▶ _Passage shown_
=== Section Start ===
Well the answers to all these questions can only be guessed ambiguously but for all you Young’s and William’s out there next time you shop impulsively you can stop going down the guilt trip and conveniently blame it on to your ancestors. As far as the Bell’s go I am afraid we will have to wait for another research study !!!!

 

The Golden Arches escalate Reading Speed!!!!!

Well we all know that Mc Donald can increase the waistline, increase cholesterol, increase obesity in children leading to future risks and the list of studies just don’t seem to end but let me tell you all this now passé.

Gone are the days when the repercussion of a fast food joint were restricted to eating . A recent study conducted by Chen-Bo Zhong and Sanford E. DeVoe at the University of Toronto reveled that a mere exposure to the most prevalent golden arches can  actually induce haste and impatience, in ways that have nothing to do with eating.

In the study researchers found that exposure to fast-food symbols — including the logos of McDonald’s, KFC, Subway and Taco Bell — make people both less likely to save money and more likely to feel like they’re running out of time.

The study was conducted by exposing students to nearly subliminal flashes of images (for 12 to 80 milliseconds) that included, in some cases, fast-food logos. The students were then asked to read text and choose between two different kinds of skin-care treatments — a three-in-one or a separate cleanser. As it turns out, the subliminal exposure to fast-food marketing caused the students to read “significantly faster” and made them more likely to choose the more time-saving product.

As if the guilt of having an increased waistline wasn’t enough. Now it turns out a just a glance at the Subway on my way to the high street can make me stressed and impulsive.  Various researchers have carried out similar studies. Remember the Red Bull Gives You wings Papper that discussed how the exposure to a Red Bull logo on a car in a video game induced the element of speed in them?

One of the first studies to really inspect this was conducted by Grainne M. Fitzsimons, Tanya L. Chartrand, and Gavan J. Fitzsimons in 2008. In this study, the researchers validated that participants who were subliminally primed with the Apple logo (a brand that consistently encourages its consumers to “Think Different”) were more creative in a standard laboratory creativity task than those who were exposed to the IBM logo.
=== Section End ===
▶ _Exercise requirements_
In the fast-food logo passage, for how long were the near-subliminal image flashes shown to students? Use only the passage shown to answer.

[Data for grounding objects in plain language]
=== Section Start ===
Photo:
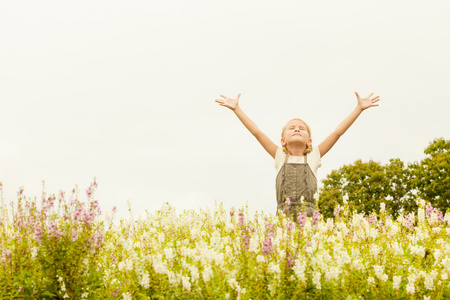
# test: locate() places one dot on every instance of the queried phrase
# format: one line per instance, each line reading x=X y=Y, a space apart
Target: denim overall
x=294 y=181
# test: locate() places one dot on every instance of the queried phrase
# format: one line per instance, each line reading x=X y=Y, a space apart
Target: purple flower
x=301 y=219
x=337 y=211
x=74 y=235
x=430 y=210
x=267 y=246
x=316 y=217
x=241 y=218
x=38 y=234
x=290 y=226
x=372 y=218
x=288 y=201
x=290 y=260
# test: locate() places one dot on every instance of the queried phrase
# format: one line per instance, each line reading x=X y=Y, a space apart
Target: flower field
x=59 y=247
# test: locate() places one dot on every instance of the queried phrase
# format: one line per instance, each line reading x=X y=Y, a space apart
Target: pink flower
x=74 y=235
x=337 y=211
x=267 y=246
x=288 y=201
x=241 y=218
x=316 y=217
x=290 y=226
x=372 y=218
x=301 y=219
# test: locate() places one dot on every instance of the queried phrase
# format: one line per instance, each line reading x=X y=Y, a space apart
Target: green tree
x=431 y=177
x=366 y=185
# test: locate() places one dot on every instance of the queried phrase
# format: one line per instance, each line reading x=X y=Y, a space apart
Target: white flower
x=145 y=280
x=260 y=259
x=168 y=252
x=207 y=274
x=186 y=283
x=299 y=269
x=429 y=280
x=274 y=268
x=410 y=288
x=396 y=282
x=316 y=280
x=254 y=245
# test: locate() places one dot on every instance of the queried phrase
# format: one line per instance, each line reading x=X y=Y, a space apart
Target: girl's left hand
x=367 y=102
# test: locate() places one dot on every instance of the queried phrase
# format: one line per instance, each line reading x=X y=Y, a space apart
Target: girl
x=297 y=161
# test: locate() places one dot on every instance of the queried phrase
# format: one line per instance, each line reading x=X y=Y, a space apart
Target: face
x=296 y=132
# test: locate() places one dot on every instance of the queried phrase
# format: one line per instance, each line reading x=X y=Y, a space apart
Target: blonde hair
x=308 y=149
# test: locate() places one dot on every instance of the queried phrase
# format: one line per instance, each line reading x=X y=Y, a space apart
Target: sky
x=123 y=91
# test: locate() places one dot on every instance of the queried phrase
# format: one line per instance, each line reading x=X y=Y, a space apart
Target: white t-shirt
x=314 y=161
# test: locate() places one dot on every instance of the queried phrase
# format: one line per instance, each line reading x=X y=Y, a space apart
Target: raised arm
x=363 y=103
x=262 y=138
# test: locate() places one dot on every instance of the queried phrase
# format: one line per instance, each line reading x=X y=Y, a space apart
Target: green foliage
x=431 y=177
x=366 y=184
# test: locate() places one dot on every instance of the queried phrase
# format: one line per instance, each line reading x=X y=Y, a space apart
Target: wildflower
x=145 y=280
x=372 y=218
x=260 y=259
x=241 y=218
x=207 y=274
x=301 y=219
x=396 y=282
x=336 y=212
x=316 y=280
x=274 y=268
x=288 y=201
x=267 y=246
x=186 y=283
x=74 y=235
x=290 y=226
x=316 y=216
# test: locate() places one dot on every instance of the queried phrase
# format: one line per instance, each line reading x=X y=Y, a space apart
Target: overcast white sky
x=124 y=91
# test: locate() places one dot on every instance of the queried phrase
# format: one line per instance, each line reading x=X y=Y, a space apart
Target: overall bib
x=294 y=181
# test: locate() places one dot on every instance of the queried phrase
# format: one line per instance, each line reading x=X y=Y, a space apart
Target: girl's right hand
x=229 y=102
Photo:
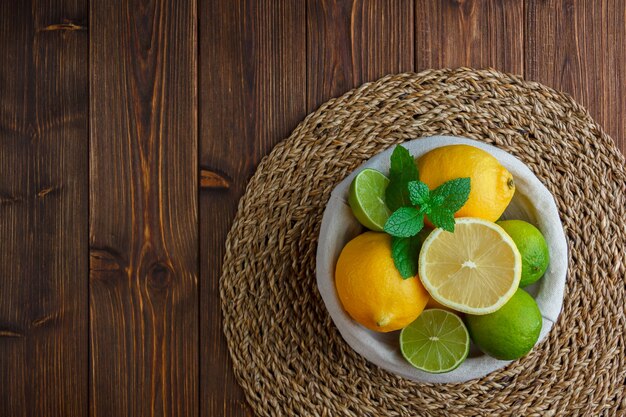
=== Section End ===
▶ _Exercise answer_
12 to 80 milliseconds.